:: Provided text

This procedure was also criticised by CGE and the defendant subsequently indicated that it would not follow the course of not selling any property unless all reserve prices were reached.
The Three First Mortgages
There still remained unresolved the question of whether or not the three first mortgages were cross-linked. I turn then to an examination of these mortgages. Initially, the first mortgagees were John Robert Davies and Vincent Anthony Vinci as the nominees of the solicitors' mortgage practice operated by the firm of Clarke & Barwood. Due to changes in the regulation of solicitor mortgage lending, the mortgages were transferred to the defendant by three transfers of mortgage, each dated 5 September 2000 and each registered on 21 September 2000. It is common ground that each of the three first mortgages is a contributory mortgage and that although there was, and is, some overlap between a small number of contributors in respect of two and even three of the mortgages, the identity of the contributors in respect of each mortgage was, and is, different.

::::

→ **Task requirements**
**a.** In the passage, on what date was each of the three transfers of mortgage registered?
**b.** Extract from the passage the wording that begins at "This procedure was" and stops after "prices were reached.", copying it unchanged.
**c.** According to the passage, why were the three first mortgages transferred to the defendant?
Answer from the passage alone.

:: Entries provided

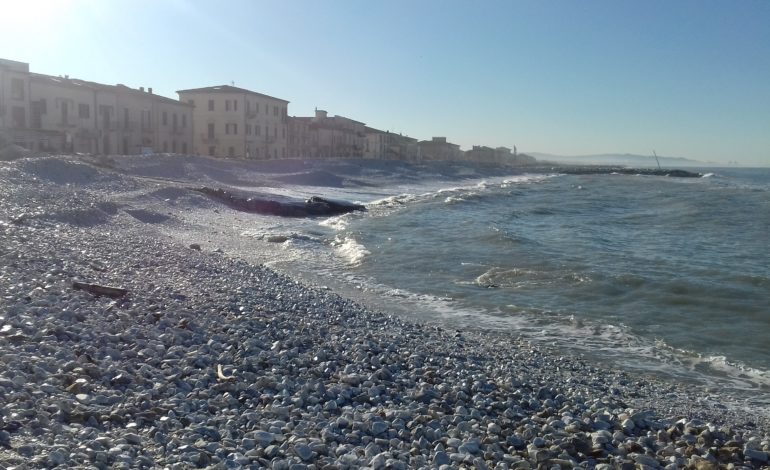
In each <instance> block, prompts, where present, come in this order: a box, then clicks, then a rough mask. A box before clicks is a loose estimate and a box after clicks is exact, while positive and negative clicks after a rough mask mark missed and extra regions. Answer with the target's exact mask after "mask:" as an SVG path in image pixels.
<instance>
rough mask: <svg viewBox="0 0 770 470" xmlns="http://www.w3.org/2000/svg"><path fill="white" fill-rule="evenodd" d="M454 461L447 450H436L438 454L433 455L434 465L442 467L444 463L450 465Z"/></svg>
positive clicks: (436, 453)
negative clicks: (449, 454)
mask: <svg viewBox="0 0 770 470" xmlns="http://www.w3.org/2000/svg"><path fill="white" fill-rule="evenodd" d="M451 463H452V461H451V460H450V459H449V455H447V453H446V452H444V451H443V450H440V451H438V452H436V454H435V455H434V456H433V466H434V467H440V466H442V465H449V464H451Z"/></svg>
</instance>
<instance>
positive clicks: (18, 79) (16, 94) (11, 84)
mask: <svg viewBox="0 0 770 470" xmlns="http://www.w3.org/2000/svg"><path fill="white" fill-rule="evenodd" d="M11 98H13V99H15V100H23V99H24V80H22V79H21V78H14V79H12V80H11Z"/></svg>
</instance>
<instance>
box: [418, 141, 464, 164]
mask: <svg viewBox="0 0 770 470" xmlns="http://www.w3.org/2000/svg"><path fill="white" fill-rule="evenodd" d="M418 145H419V147H420V155H421V156H422V159H423V160H444V161H455V160H462V159H463V158H464V154H463V152H462V150H460V146H459V145H457V144H453V143H451V142H447V140H446V137H434V138H433V139H431V140H423V141H420V143H419V144H418Z"/></svg>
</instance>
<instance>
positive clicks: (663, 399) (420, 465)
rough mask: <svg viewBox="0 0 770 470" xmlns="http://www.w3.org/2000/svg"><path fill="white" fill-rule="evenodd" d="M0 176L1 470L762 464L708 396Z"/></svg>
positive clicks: (73, 189)
mask: <svg viewBox="0 0 770 470" xmlns="http://www.w3.org/2000/svg"><path fill="white" fill-rule="evenodd" d="M4 168H11V169H12V170H11V171H10V172H6V171H3V172H0V183H2V188H3V189H2V191H3V193H2V198H3V201H4V204H3V207H2V208H0V234H2V240H3V245H2V246H0V257H2V258H1V259H2V261H3V263H2V267H1V268H0V282H2V287H3V289H2V290H3V291H4V292H6V294H4V296H3V298H2V299H0V303H1V305H2V307H3V312H4V313H3V314H2V316H3V319H2V324H3V326H2V330H0V343H1V344H2V350H3V354H2V356H0V361H2V364H3V366H4V367H3V369H2V372H0V388H2V392H3V393H2V396H3V397H5V407H4V409H3V411H2V414H1V415H0V429H2V430H0V462H3V465H6V466H17V465H24V464H26V465H29V466H31V467H49V466H53V465H66V466H74V465H90V466H96V467H99V468H108V467H110V466H115V467H117V468H136V467H144V468H149V467H152V466H159V467H162V466H168V467H169V468H187V467H189V466H202V467H207V466H212V465H214V466H216V465H220V466H222V465H233V466H237V465H242V466H246V467H248V466H254V467H255V468H257V467H271V468H290V467H291V466H292V465H299V466H298V467H296V468H323V467H324V466H332V467H330V468H356V467H361V466H370V467H373V468H385V467H386V466H390V467H391V468H419V467H423V466H424V467H428V468H436V467H440V466H441V465H448V467H446V468H453V467H454V468H456V467H459V466H460V465H466V466H468V465H475V466H476V467H477V468H485V467H488V468H533V467H539V466H543V465H545V466H547V468H551V467H552V466H554V465H560V466H561V467H562V468H564V467H572V466H580V467H586V468H590V467H597V468H609V467H602V465H609V466H613V467H614V466H620V465H641V466H647V467H651V468H656V467H664V466H672V465H673V467H671V468H679V467H681V466H685V465H688V466H692V467H693V468H716V466H717V465H727V464H733V465H734V466H735V467H736V468H737V467H740V466H748V467H757V468H758V467H761V466H763V465H767V461H768V459H770V454H768V452H769V451H770V447H769V446H770V437H769V436H768V433H770V426H769V424H768V422H769V420H768V417H767V416H753V415H751V414H750V413H748V412H746V411H742V410H736V409H730V408H729V407H727V406H726V405H724V404H722V403H719V402H718V394H717V395H716V396H715V397H714V396H712V397H708V396H705V395H703V393H704V391H703V390H700V389H697V388H694V389H689V390H688V389H687V387H684V386H681V385H674V384H670V383H666V382H663V381H654V380H648V379H646V378H642V377H640V376H638V375H635V374H632V373H625V372H623V371H619V370H615V369H612V368H599V367H596V366H595V365H592V364H590V363H588V362H586V361H583V360H581V359H576V358H571V357H564V356H562V355H560V353H559V352H557V351H553V350H550V349H549V348H547V347H546V346H543V345H534V344H531V343H528V342H526V341H524V340H522V339H520V338H516V337H515V335H512V334H503V333H495V332H487V333H478V332H463V333H458V332H455V331H450V330H447V329H444V328H440V327H436V326H433V325H429V324H425V323H418V322H413V321H407V320H405V319H403V318H400V317H397V316H394V315H389V314H387V313H381V312H373V311H370V310H368V309H366V308H364V307H362V306H360V305H358V304H356V303H355V302H352V301H350V300H347V299H344V298H342V297H339V296H338V295H336V294H334V293H333V292H331V291H329V290H326V289H323V288H319V287H314V286H306V285H302V284H301V283H299V282H298V281H296V280H294V279H291V278H289V277H286V276H284V275H281V274H278V273H277V272H275V271H273V270H271V269H268V268H265V267H262V266H258V265H254V264H249V263H246V262H244V261H242V260H238V259H232V258H228V257H227V256H226V255H223V254H222V253H218V252H217V251H216V250H215V249H209V248H208V247H207V248H205V249H203V250H199V249H195V248H191V247H189V246H185V245H181V244H180V243H179V241H178V240H174V239H171V238H168V237H167V236H162V235H161V233H160V232H159V231H158V230H157V229H156V228H154V226H153V223H149V222H146V221H151V220H152V217H150V216H151V215H152V214H143V215H142V216H141V217H139V218H138V217H137V216H136V214H134V215H131V214H129V213H127V212H125V210H121V209H120V208H119V207H118V206H117V205H115V203H114V202H113V203H112V205H110V201H108V200H106V199H104V196H105V195H106V194H107V191H109V190H110V189H109V188H113V187H115V186H120V187H121V190H124V191H129V190H132V189H133V190H135V189H136V186H137V185H136V183H135V182H134V181H131V179H130V178H124V177H122V176H115V177H114V178H113V176H109V175H108V176H104V175H100V174H99V173H98V172H97V173H93V172H92V171H91V169H90V168H91V167H89V168H85V167H83V168H81V167H73V168H69V171H70V172H71V173H72V174H80V173H82V172H86V173H88V175H90V176H89V178H91V179H94V178H95V181H94V182H93V183H89V184H88V185H87V186H88V188H89V190H85V189H86V188H85V186H83V185H77V184H72V183H70V184H72V186H66V183H62V182H61V181H58V182H53V183H52V182H44V181H40V180H37V181H31V180H29V179H28V176H29V175H26V174H24V173H23V172H19V174H18V175H16V174H14V172H15V171H16V170H15V169H14V168H15V167H14V166H13V165H7V164H6V165H4ZM0 170H2V168H0ZM58 174H59V177H61V175H63V174H64V173H63V172H61V171H60V172H59V173H58ZM73 178H74V177H73ZM99 178H103V180H100V179H99ZM73 181H74V180H73ZM139 186H141V185H139ZM144 189H146V188H144ZM38 207H44V209H42V210H39V209H37V208H38ZM20 214H26V216H25V217H21V216H20ZM140 219H145V220H146V221H142V220H140ZM75 279H77V280H80V281H84V282H94V283H100V284H105V285H114V286H116V287H121V288H125V289H127V290H128V291H129V294H128V296H127V297H126V298H124V299H117V300H113V299H110V298H106V297H93V296H92V295H91V294H88V293H87V292H83V291H77V290H74V289H72V285H71V284H72V281H73V280H75ZM715 398H716V399H715ZM728 428H729V429H728ZM302 465H305V467H301V466H302ZM313 466H314V467H313ZM335 466H336V467H335ZM642 468H644V467H642Z"/></svg>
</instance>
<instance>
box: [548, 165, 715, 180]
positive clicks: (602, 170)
mask: <svg viewBox="0 0 770 470" xmlns="http://www.w3.org/2000/svg"><path fill="white" fill-rule="evenodd" d="M549 171H558V172H559V173H566V174H570V175H613V174H619V175H643V176H669V177H671V178H701V177H703V175H702V174H701V173H697V172H692V171H687V170H678V169H674V168H627V167H618V166H569V165H564V166H556V167H550V169H549Z"/></svg>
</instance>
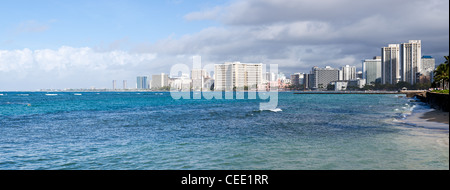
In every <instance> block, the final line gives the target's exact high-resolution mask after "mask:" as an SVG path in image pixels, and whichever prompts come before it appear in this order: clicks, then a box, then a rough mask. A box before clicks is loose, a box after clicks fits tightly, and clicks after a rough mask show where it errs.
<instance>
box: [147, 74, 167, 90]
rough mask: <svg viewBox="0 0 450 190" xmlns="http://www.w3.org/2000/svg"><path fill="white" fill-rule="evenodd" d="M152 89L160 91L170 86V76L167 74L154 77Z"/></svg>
mask: <svg viewBox="0 0 450 190" xmlns="http://www.w3.org/2000/svg"><path fill="white" fill-rule="evenodd" d="M151 85H152V89H160V88H162V87H168V86H169V76H168V75H167V74H165V73H161V74H159V75H152V83H151Z"/></svg>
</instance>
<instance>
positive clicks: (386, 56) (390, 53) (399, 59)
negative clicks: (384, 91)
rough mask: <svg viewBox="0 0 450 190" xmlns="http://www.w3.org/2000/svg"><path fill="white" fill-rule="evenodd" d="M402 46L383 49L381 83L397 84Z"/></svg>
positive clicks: (395, 44)
mask: <svg viewBox="0 0 450 190" xmlns="http://www.w3.org/2000/svg"><path fill="white" fill-rule="evenodd" d="M400 74H401V73H400V44H389V45H388V47H383V48H381V83H382V84H396V83H397V82H398V81H400V80H401V75H400Z"/></svg>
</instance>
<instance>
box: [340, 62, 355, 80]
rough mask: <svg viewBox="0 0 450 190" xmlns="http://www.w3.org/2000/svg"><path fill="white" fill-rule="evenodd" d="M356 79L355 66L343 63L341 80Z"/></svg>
mask: <svg viewBox="0 0 450 190" xmlns="http://www.w3.org/2000/svg"><path fill="white" fill-rule="evenodd" d="M353 79H356V67H355V66H350V65H345V67H342V80H353Z"/></svg>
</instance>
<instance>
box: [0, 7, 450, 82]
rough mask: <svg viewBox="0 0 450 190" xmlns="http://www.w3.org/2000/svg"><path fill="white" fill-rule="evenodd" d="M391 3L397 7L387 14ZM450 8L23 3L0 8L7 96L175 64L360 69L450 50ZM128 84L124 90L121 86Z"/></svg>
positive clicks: (101, 78)
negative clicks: (233, 63) (352, 68)
mask: <svg viewBox="0 0 450 190" xmlns="http://www.w3.org/2000/svg"><path fill="white" fill-rule="evenodd" d="M386 5H389V6H386ZM448 7H449V1H448V0H394V1H392V0H365V1H360V0H314V1H312V0H189V1H188V0H158V1H157V0H152V1H150V0H141V1H138V0H135V1H132V0H126V1H125V0H76V1H69V0H39V1H35V0H14V1H2V2H1V5H0V18H1V19H0V91H1V90H37V89H49V88H53V89H64V88H91V87H95V88H111V86H112V80H117V81H122V80H127V81H128V86H129V87H133V86H134V84H135V83H136V76H140V75H147V76H151V75H152V74H156V73H161V72H165V73H169V72H170V68H171V66H173V65H175V64H187V65H191V64H192V56H196V55H200V56H202V63H203V65H206V64H218V63H223V62H227V61H241V62H250V63H265V64H278V69H279V71H281V72H284V73H286V74H292V73H296V72H303V73H307V72H309V71H310V70H311V68H312V67H313V66H318V67H325V66H332V67H334V68H340V67H342V66H345V65H352V66H356V67H357V70H360V69H361V60H363V59H368V58H372V57H373V56H377V55H380V53H381V48H382V47H385V46H387V45H388V44H391V43H404V42H408V40H422V54H423V55H431V56H433V57H435V58H436V63H437V64H438V63H442V62H443V61H444V59H443V56H444V55H448V52H449V43H448V42H449V24H448V23H449V17H448V15H449V9H448ZM119 84H120V82H119Z"/></svg>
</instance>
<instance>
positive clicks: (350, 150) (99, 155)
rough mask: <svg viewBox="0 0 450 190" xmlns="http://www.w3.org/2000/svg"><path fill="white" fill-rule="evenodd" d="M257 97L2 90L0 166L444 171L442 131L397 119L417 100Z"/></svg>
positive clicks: (443, 147) (106, 169) (168, 92)
mask: <svg viewBox="0 0 450 190" xmlns="http://www.w3.org/2000/svg"><path fill="white" fill-rule="evenodd" d="M241 93H242V92H241ZM400 96H401V95H400ZM264 101H267V100H260V99H219V100H217V99H212V100H207V99H197V100H194V99H180V100H175V99H173V98H172V97H171V96H170V93H169V92H99V93H97V92H78V93H74V92H51V93H47V92H0V169H2V170H166V169H168V170H342V169H343V170H404V169H406V170H421V169H431V170H448V169H449V147H448V139H449V132H448V129H447V130H442V128H433V127H427V126H418V125H414V124H410V123H408V122H405V121H406V120H407V118H408V117H410V116H411V115H413V114H414V113H415V112H416V111H420V110H422V111H423V110H426V109H430V108H428V107H427V106H426V105H424V104H423V103H420V102H416V101H413V100H411V99H407V98H404V97H399V95H394V94H388V95H373V94H371V95H368V94H366V95H365V94H341V95H333V94H331V95H330V94H293V93H292V92H280V93H279V95H278V107H277V108H279V109H276V110H272V111H270V110H259V105H260V103H261V102H264ZM436 125H439V124H438V123H436ZM447 128H448V125H447Z"/></svg>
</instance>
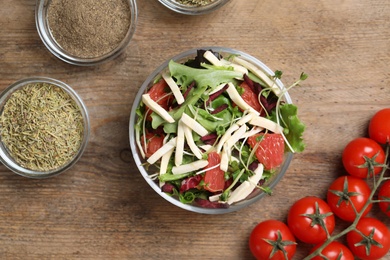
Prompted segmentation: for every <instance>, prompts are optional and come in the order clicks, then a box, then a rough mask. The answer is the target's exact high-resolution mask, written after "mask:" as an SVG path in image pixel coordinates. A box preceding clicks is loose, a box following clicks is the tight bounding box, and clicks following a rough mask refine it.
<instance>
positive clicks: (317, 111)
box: [0, 0, 390, 259]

::::

→ **List of solutions**
**a.** Each transfer was registered on 21 September 2000.

**b.**
This procedure was also criticised by CGE and the defendant subsequently indicated that it would not follow the course of not selling any property unless all reserve prices were reached.

**c.** They were transferred because of changes in the regulation of solicitor mortgage lending. The first mortgagees had been nominees of the solicitors' mortgage practice operated by Clarke & Barwood.